Problem to work on -
Each record must be written out again exactly. Skip any picture it contains.

━━━━━━━━━━━━━━━━

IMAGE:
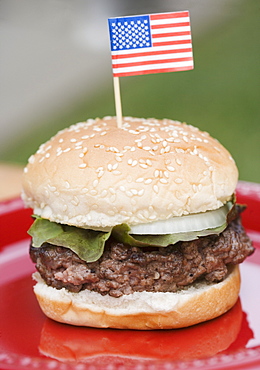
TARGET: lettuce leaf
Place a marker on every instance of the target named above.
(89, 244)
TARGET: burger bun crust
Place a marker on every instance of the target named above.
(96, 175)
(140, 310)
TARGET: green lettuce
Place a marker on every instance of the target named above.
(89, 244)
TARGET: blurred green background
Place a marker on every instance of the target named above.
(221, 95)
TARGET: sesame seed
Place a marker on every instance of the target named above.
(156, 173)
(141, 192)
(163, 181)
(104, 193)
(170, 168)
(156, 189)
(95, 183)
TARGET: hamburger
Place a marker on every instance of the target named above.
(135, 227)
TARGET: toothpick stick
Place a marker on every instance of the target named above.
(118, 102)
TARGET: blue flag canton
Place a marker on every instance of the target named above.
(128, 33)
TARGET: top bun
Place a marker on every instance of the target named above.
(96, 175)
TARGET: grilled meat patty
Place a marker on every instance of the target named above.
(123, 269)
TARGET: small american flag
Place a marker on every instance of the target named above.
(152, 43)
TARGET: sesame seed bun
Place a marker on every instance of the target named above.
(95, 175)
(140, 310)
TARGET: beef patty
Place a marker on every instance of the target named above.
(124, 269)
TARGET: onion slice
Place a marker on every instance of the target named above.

━━━━━━━━━━━━━━━━

Response -
IMAGE:
TARGET: lettuce leaf
Place a marker on every instance of the target named above.
(89, 244)
TARGET: burger bun crust
Place a marker on every instance of the target named above.
(96, 175)
(140, 310)
TARGET: green lettuce
Place a marker on every instance of the target named above.
(89, 244)
TARGET: blurred green background
Place a marker on every instance of the target named above.
(221, 95)
TARGET: sesame seed
Place a marker on every instance of the target named above.
(156, 173)
(141, 192)
(163, 181)
(104, 193)
(170, 168)
(156, 189)
(95, 183)
TARGET: hamburger
Place a marker on every instance of the target named above.
(135, 227)
TARGET: toothpick stick
Place a marker on every instance of the target named above.
(118, 102)
TARGET: blue flag canton
Place a marker on every instance of the target named above.
(128, 33)
TARGET: top bun
Place a marker on every instance of the target named above.
(96, 175)
TARGET: grilled meat patty
Place a marker on every instance of the target named above.
(123, 269)
TARGET: small american flag
Place a marker on every instance of the target named above.
(152, 43)
TARGET: sesame seed bun
Place a marker on every instance of the target named above.
(95, 175)
(140, 310)
TARGET: beef patty
Place a marker on every instance of the target named above.
(124, 269)
TARGET: onion slice
Place a marker on every instance of the target named above.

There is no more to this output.